**Available records**

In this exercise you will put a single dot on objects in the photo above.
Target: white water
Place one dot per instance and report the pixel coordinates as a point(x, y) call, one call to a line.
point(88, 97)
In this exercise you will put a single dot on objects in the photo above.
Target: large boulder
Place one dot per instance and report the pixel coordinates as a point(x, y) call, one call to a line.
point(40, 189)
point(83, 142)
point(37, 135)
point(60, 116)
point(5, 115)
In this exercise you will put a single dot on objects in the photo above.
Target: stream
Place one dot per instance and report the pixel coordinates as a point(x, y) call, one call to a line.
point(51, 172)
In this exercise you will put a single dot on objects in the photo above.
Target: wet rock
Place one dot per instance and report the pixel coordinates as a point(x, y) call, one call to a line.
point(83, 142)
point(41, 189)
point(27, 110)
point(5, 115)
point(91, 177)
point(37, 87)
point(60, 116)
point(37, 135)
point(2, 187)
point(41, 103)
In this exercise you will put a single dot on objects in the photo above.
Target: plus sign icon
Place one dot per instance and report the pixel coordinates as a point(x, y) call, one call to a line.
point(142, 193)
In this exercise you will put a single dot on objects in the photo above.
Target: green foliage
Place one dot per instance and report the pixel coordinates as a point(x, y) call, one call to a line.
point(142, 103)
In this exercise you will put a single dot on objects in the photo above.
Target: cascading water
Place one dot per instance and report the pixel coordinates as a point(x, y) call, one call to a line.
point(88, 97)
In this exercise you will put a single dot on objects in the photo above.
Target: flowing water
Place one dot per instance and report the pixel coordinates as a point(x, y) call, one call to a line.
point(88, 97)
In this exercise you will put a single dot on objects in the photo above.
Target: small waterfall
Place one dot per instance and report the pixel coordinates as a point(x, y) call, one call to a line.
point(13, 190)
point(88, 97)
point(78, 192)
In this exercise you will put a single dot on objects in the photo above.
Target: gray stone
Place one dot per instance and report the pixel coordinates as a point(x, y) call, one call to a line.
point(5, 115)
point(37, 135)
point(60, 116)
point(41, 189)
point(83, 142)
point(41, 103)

**Work instructions**
Return the entries above word for word, starting at their very first line and ending at the line that contains "point(51, 172)", with both of those lines included.

**The response**
In this exercise you will put a single dot on objects in the photo above.
Target: white water
Place one dot per instance and report the pixel coordinates as a point(x, y) call, one call to a line.
point(88, 97)
In this exercise you will put a single dot on objects in the photo above.
Target: large boulder
Place one dot per instance and report the pixel coordinates as a point(x, y) call, one call to a line.
point(40, 189)
point(83, 142)
point(37, 135)
point(60, 116)
point(5, 115)
In this exercise you will put a single dot on objects in the photo above.
Target: stream
Place one dot per instance and report the pixel coordinates as a point(x, y) call, one call to a line.
point(51, 172)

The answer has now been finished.